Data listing
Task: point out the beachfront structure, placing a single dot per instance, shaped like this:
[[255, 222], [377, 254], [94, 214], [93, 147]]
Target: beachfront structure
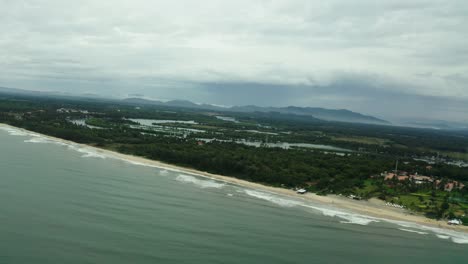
[[454, 222], [301, 191]]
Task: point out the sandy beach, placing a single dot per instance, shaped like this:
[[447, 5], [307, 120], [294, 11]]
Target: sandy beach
[[373, 207]]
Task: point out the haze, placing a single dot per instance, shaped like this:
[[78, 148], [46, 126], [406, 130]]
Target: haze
[[392, 59]]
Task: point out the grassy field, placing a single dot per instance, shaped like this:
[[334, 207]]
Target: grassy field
[[363, 140]]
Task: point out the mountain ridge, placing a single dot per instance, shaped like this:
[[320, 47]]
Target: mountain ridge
[[339, 115]]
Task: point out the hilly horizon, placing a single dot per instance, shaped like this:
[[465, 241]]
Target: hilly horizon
[[324, 114]]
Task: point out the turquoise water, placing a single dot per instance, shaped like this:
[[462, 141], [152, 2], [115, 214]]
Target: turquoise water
[[67, 204]]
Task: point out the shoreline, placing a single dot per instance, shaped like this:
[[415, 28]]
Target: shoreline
[[373, 208]]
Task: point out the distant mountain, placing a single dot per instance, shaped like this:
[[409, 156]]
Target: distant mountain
[[341, 115], [435, 124]]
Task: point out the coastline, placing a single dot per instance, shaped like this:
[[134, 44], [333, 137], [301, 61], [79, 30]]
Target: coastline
[[373, 208]]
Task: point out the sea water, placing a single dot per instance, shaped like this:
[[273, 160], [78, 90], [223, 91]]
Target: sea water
[[65, 203]]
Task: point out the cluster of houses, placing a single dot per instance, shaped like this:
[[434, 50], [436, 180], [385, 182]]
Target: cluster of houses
[[420, 179], [394, 205], [70, 110]]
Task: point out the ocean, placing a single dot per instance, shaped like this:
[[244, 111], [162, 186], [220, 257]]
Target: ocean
[[65, 203]]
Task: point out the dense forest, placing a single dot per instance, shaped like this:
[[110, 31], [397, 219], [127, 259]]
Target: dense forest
[[212, 144]]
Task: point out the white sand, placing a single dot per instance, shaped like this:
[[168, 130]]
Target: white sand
[[373, 207]]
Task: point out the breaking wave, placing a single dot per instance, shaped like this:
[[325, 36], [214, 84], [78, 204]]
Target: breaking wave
[[413, 231], [349, 218], [201, 183]]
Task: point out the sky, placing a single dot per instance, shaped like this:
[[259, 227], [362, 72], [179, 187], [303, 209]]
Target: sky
[[394, 59]]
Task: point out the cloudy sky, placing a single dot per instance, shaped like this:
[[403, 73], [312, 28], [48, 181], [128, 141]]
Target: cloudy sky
[[392, 59]]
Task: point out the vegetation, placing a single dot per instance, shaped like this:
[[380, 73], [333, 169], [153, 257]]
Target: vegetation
[[220, 146]]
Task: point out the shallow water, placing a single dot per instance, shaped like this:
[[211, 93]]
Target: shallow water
[[63, 203]]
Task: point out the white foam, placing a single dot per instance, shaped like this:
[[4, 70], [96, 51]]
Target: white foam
[[87, 152], [413, 231], [201, 183], [273, 198], [454, 236], [349, 218], [442, 236]]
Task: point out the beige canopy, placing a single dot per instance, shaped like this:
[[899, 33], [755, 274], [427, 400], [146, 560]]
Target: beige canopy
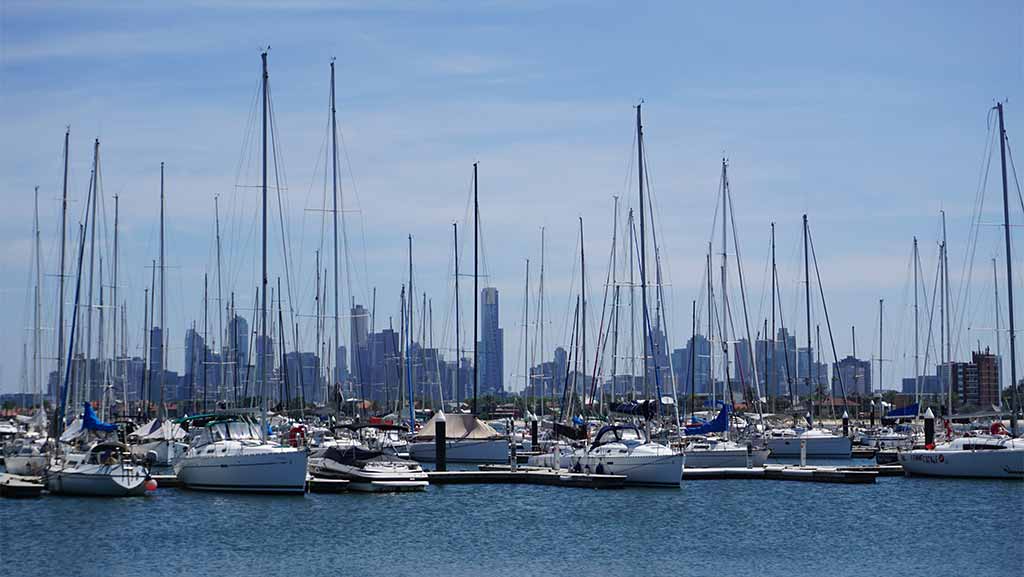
[[459, 426]]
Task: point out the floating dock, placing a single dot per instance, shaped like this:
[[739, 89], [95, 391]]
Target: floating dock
[[17, 487], [851, 475], [526, 476]]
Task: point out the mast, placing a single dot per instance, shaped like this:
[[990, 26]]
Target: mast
[[643, 249], [37, 369], [60, 273], [220, 302], [998, 339], [263, 279], [583, 297], [807, 290], [458, 306], [476, 287], [163, 300], [334, 214], [1014, 407], [409, 346], [916, 328]]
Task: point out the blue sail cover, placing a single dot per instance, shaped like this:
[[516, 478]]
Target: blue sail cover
[[91, 422], [908, 411], [720, 424]]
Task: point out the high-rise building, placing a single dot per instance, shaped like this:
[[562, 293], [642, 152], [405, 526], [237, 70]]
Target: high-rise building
[[855, 375], [492, 345]]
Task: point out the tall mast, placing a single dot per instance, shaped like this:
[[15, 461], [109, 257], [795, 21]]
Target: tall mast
[[771, 340], [334, 214], [409, 346], [86, 390], [220, 303], [476, 287], [163, 299], [643, 248], [60, 273], [114, 297], [37, 369], [583, 297], [916, 328], [261, 348], [458, 326], [998, 338], [1014, 407], [807, 290]]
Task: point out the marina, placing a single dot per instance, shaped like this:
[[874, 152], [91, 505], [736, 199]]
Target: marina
[[444, 289]]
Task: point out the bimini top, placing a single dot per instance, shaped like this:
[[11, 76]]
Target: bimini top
[[616, 434], [459, 426]]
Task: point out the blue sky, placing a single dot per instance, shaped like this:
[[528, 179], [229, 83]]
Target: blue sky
[[869, 117]]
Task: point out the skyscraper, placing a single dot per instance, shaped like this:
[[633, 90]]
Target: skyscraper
[[492, 343]]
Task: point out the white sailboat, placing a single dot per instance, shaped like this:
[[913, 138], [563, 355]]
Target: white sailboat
[[227, 453]]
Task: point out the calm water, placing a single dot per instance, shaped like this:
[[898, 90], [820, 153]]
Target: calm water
[[710, 528]]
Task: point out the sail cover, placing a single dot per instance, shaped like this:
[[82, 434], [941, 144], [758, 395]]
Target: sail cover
[[719, 424], [908, 411], [91, 422], [459, 426]]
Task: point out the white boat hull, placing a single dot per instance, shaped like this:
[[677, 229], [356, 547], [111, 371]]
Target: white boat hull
[[1007, 463], [817, 447], [97, 481], [726, 459], [468, 451], [276, 470], [27, 465]]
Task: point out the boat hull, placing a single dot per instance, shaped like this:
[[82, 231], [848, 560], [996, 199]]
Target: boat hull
[[983, 464], [817, 447], [97, 481], [27, 465], [281, 470], [468, 451], [725, 459]]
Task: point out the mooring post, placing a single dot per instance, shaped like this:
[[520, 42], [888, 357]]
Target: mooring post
[[929, 428], [440, 442]]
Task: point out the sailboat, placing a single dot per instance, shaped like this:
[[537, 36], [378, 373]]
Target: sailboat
[[231, 451], [987, 456]]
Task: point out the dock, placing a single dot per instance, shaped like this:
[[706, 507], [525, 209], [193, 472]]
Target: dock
[[526, 476], [17, 487], [851, 475]]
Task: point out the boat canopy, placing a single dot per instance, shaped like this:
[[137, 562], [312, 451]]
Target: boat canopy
[[459, 426], [158, 429], [719, 424], [646, 408], [616, 433], [908, 411], [91, 422]]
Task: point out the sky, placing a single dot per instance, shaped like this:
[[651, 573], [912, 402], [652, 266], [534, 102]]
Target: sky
[[870, 118]]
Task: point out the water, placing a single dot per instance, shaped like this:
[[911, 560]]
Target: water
[[711, 528]]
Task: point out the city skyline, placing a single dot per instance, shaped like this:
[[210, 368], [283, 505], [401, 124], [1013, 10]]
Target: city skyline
[[912, 133]]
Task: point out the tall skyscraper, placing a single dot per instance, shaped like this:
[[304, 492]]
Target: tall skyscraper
[[492, 343]]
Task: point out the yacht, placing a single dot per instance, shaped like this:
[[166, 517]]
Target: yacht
[[226, 452], [27, 456], [987, 456], [160, 437], [624, 449], [107, 469], [820, 444], [468, 441], [368, 470], [712, 452]]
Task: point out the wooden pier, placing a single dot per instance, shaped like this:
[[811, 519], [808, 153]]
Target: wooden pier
[[810, 474], [526, 476]]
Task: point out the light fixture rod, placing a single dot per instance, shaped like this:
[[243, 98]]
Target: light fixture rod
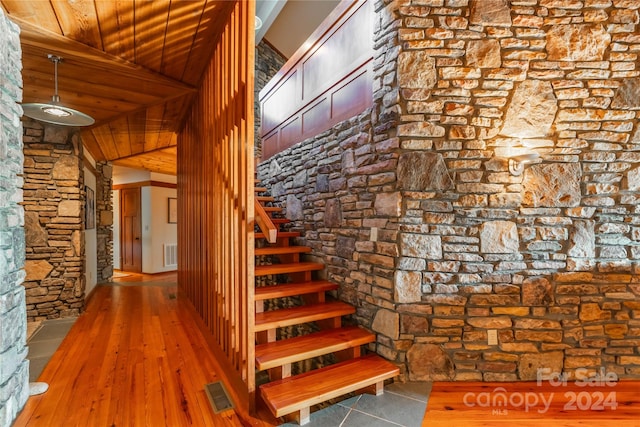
[[55, 59]]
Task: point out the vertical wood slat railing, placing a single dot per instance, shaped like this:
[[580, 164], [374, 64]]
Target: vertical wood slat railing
[[216, 202]]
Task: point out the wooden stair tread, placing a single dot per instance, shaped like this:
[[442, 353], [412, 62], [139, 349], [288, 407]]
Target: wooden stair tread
[[291, 289], [301, 314], [272, 208], [302, 391], [281, 235], [293, 267], [265, 198], [280, 220], [281, 250], [278, 353]]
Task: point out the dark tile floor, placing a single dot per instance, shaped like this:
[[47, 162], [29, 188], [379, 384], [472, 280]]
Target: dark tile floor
[[400, 405]]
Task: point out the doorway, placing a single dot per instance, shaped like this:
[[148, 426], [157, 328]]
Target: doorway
[[130, 230]]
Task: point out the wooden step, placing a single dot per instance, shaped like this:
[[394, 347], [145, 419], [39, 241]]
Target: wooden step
[[265, 198], [281, 235], [279, 353], [280, 220], [292, 289], [281, 250], [293, 267], [300, 392], [272, 209], [303, 314]]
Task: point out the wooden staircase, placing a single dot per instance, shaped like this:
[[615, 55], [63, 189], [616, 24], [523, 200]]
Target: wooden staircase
[[287, 394]]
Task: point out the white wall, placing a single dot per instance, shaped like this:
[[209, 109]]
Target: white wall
[[156, 230], [90, 243]]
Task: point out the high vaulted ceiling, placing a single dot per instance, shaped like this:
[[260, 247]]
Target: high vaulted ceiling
[[135, 65], [132, 65]]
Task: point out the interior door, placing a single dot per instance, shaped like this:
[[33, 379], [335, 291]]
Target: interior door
[[130, 226]]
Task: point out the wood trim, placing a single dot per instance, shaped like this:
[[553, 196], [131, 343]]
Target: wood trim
[[87, 164], [216, 201], [145, 184], [310, 95]]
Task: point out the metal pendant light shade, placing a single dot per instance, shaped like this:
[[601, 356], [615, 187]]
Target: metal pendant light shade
[[54, 112]]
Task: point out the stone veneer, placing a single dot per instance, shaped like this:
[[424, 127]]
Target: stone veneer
[[412, 206], [104, 221], [54, 220], [268, 63], [14, 367]]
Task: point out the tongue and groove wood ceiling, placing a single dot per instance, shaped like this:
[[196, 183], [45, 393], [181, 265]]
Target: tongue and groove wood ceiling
[[133, 65]]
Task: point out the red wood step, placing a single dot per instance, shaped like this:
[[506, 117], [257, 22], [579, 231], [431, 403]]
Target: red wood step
[[281, 235], [265, 198], [292, 289], [300, 392], [278, 353], [281, 250], [294, 267], [302, 314]]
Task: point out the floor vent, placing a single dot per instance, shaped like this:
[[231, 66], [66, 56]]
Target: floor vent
[[218, 397], [170, 254]]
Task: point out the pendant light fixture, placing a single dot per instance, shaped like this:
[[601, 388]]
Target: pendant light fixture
[[54, 112]]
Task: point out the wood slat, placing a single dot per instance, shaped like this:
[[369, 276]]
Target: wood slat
[[295, 267], [269, 230], [278, 353], [302, 314], [293, 289], [216, 212], [302, 391]]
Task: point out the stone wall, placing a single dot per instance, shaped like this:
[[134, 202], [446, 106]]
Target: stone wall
[[54, 220], [414, 209], [268, 63], [14, 367], [104, 221]]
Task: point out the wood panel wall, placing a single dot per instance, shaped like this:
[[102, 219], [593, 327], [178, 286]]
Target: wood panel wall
[[216, 200], [328, 80]]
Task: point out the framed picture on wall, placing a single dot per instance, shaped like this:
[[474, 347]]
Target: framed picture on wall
[[90, 209], [173, 210]]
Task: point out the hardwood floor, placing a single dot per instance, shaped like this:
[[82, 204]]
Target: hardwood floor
[[134, 358], [571, 405]]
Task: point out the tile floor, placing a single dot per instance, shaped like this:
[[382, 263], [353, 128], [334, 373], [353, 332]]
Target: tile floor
[[400, 405]]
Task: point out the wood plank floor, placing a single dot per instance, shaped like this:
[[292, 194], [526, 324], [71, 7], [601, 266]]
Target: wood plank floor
[[134, 358], [570, 405]]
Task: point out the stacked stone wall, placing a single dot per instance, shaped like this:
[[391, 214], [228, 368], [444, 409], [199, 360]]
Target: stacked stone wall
[[104, 221], [414, 209], [14, 367], [54, 221]]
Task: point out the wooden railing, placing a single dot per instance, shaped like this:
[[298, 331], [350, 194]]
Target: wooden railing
[[328, 80], [216, 201]]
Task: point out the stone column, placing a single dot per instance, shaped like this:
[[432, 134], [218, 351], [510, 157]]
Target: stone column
[[14, 367], [54, 220], [104, 221]]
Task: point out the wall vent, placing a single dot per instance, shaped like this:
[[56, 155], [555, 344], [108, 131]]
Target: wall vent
[[170, 254]]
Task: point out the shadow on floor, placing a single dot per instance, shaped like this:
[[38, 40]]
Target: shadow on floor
[[44, 342]]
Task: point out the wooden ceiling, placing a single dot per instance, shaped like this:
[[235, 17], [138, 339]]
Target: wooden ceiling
[[133, 65]]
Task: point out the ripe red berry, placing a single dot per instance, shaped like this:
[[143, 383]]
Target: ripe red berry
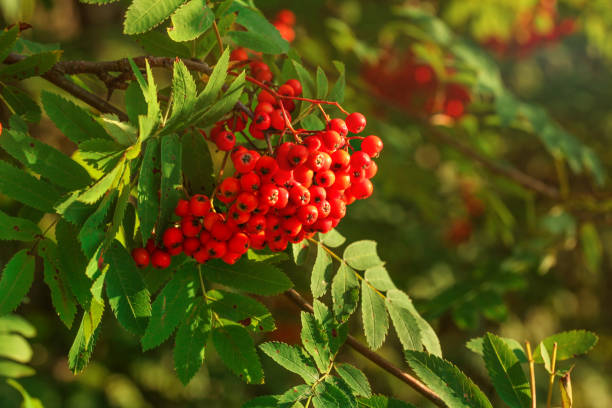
[[172, 237], [355, 122], [372, 145], [141, 257], [160, 259], [199, 205]]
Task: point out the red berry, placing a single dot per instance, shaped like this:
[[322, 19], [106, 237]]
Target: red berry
[[372, 145], [199, 205], [355, 122], [160, 259], [141, 257]]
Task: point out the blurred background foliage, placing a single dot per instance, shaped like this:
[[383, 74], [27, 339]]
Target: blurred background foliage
[[476, 251]]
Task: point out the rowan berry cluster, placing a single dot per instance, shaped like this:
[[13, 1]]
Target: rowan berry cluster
[[414, 86], [276, 195]]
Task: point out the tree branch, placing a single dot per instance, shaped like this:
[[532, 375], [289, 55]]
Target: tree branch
[[383, 363]]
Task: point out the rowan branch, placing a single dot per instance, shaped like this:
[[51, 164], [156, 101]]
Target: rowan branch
[[383, 363]]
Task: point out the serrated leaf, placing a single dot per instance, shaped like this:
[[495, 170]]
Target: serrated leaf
[[321, 273], [74, 122], [259, 278], [190, 21], [292, 359], [126, 292], [236, 349], [171, 177], [144, 15], [17, 229], [44, 160], [443, 377], [190, 341], [81, 350], [170, 307], [506, 372], [321, 84], [404, 318], [314, 340], [379, 278], [374, 316], [260, 36], [476, 345], [27, 189], [21, 103], [73, 262], [355, 378], [55, 278], [33, 65], [197, 164], [569, 344], [242, 309], [148, 185], [362, 255], [17, 277], [345, 292]]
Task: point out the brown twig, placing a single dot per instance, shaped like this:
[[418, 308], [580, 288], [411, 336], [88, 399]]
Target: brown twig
[[511, 173], [383, 363]]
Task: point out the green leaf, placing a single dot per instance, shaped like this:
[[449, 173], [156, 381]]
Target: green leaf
[[236, 349], [148, 185], [241, 308], [321, 84], [190, 21], [314, 340], [44, 160], [404, 318], [21, 103], [476, 345], [183, 95], [362, 255], [215, 82], [453, 387], [156, 43], [332, 239], [27, 189], [74, 122], [55, 278], [379, 278], [171, 307], [190, 341], [73, 262], [17, 229], [259, 278], [321, 273], [16, 324], [34, 65], [260, 36], [569, 344], [506, 372], [345, 292], [126, 292], [144, 15], [8, 36], [15, 347], [16, 280], [292, 359], [197, 164], [355, 378], [81, 350], [381, 401], [95, 192], [171, 183], [328, 395], [374, 315]]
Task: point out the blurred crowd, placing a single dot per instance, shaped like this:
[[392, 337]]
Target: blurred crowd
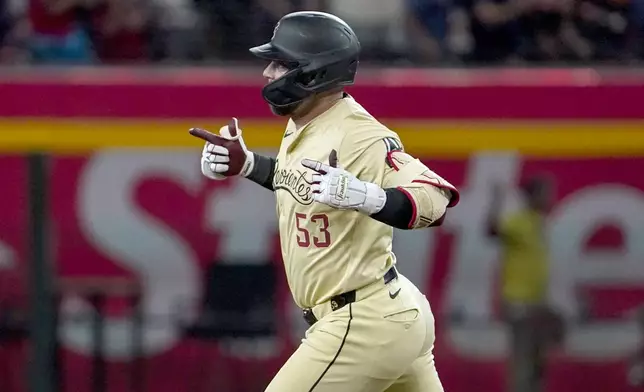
[[392, 31]]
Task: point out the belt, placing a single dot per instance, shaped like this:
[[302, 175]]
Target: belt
[[342, 300]]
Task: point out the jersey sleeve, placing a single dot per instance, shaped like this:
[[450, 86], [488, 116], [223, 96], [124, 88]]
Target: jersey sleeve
[[384, 162]]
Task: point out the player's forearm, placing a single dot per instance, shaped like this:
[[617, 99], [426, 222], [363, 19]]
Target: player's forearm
[[263, 171], [397, 211], [415, 206]]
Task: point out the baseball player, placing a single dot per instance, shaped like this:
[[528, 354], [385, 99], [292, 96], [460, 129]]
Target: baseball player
[[342, 182]]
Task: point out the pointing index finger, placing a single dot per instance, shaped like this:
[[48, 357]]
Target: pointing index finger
[[207, 136], [315, 165]]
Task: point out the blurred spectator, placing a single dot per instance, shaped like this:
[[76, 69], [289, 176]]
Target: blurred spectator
[[548, 33], [493, 27], [235, 26], [428, 28], [524, 282], [14, 31], [604, 23], [177, 31], [57, 35], [119, 31]]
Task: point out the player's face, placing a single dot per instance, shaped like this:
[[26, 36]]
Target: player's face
[[274, 71]]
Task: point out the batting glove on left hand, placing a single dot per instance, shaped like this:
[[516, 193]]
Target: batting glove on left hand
[[224, 155], [340, 189]]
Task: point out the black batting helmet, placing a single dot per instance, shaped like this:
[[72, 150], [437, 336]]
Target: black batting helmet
[[320, 50]]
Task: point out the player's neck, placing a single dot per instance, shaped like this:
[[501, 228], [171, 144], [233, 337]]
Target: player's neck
[[321, 106]]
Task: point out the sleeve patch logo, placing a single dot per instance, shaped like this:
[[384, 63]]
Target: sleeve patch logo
[[392, 144]]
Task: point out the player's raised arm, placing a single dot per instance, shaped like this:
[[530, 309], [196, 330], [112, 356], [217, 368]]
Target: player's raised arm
[[225, 155], [389, 185], [428, 194]]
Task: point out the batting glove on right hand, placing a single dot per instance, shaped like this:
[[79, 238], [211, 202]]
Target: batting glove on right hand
[[224, 155]]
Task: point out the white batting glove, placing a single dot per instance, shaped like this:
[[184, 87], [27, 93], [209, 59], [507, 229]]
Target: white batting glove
[[224, 155], [340, 189]]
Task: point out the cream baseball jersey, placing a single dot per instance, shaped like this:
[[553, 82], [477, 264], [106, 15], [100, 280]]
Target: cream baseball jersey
[[327, 252]]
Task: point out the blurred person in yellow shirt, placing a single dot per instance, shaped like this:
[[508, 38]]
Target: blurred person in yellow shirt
[[524, 280]]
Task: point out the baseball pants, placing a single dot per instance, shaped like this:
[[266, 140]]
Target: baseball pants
[[382, 342]]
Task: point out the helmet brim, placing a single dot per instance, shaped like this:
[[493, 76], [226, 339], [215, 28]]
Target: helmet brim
[[268, 52], [272, 52]]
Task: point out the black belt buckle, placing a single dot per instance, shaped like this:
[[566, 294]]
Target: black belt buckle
[[342, 300], [390, 275], [309, 317]]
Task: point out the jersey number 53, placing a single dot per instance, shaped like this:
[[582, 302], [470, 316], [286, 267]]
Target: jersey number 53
[[319, 237]]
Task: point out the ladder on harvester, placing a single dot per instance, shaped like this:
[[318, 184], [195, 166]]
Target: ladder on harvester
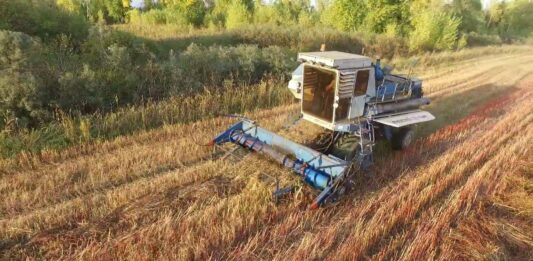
[[366, 143]]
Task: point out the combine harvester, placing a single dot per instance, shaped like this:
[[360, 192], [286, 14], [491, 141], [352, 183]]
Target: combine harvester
[[356, 101]]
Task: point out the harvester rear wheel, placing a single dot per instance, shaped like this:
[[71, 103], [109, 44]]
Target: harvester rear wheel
[[402, 138]]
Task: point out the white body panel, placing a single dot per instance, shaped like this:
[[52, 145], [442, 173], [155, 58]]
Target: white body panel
[[400, 120], [336, 59]]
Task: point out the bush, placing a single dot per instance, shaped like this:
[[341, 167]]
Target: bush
[[23, 92], [247, 64], [475, 39], [300, 38], [40, 18], [434, 31]]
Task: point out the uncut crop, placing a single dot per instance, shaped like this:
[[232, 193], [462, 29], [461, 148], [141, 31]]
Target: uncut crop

■ Exercise
Please render the lines from the one containing "Task: point out the jersey sleeve, placing" up to and including the one containing "[[263, 171], [397, 211], [415, 206]]" as a Markdown table with columns Row and Line Text, leaving out any blank lines.

■ In response
| Row | Line Text |
|---|---|
| 1 | Task: point out the jersey sleeve, placing a single dot per instance, shaped like this: |
| 2 | [[450, 86], [488, 116], [223, 96], [124, 88]] |
| 3 | Target: jersey sleeve |
| 4 | [[384, 162]] |
| 5 | Task: point out the player's forearm, placing a single dot per instance, shaped like this: |
| 6 | [[617, 99], [426, 222], [363, 19]] |
| 7 | Target: player's forearm |
| 8 | [[263, 171], [397, 211], [415, 206]] |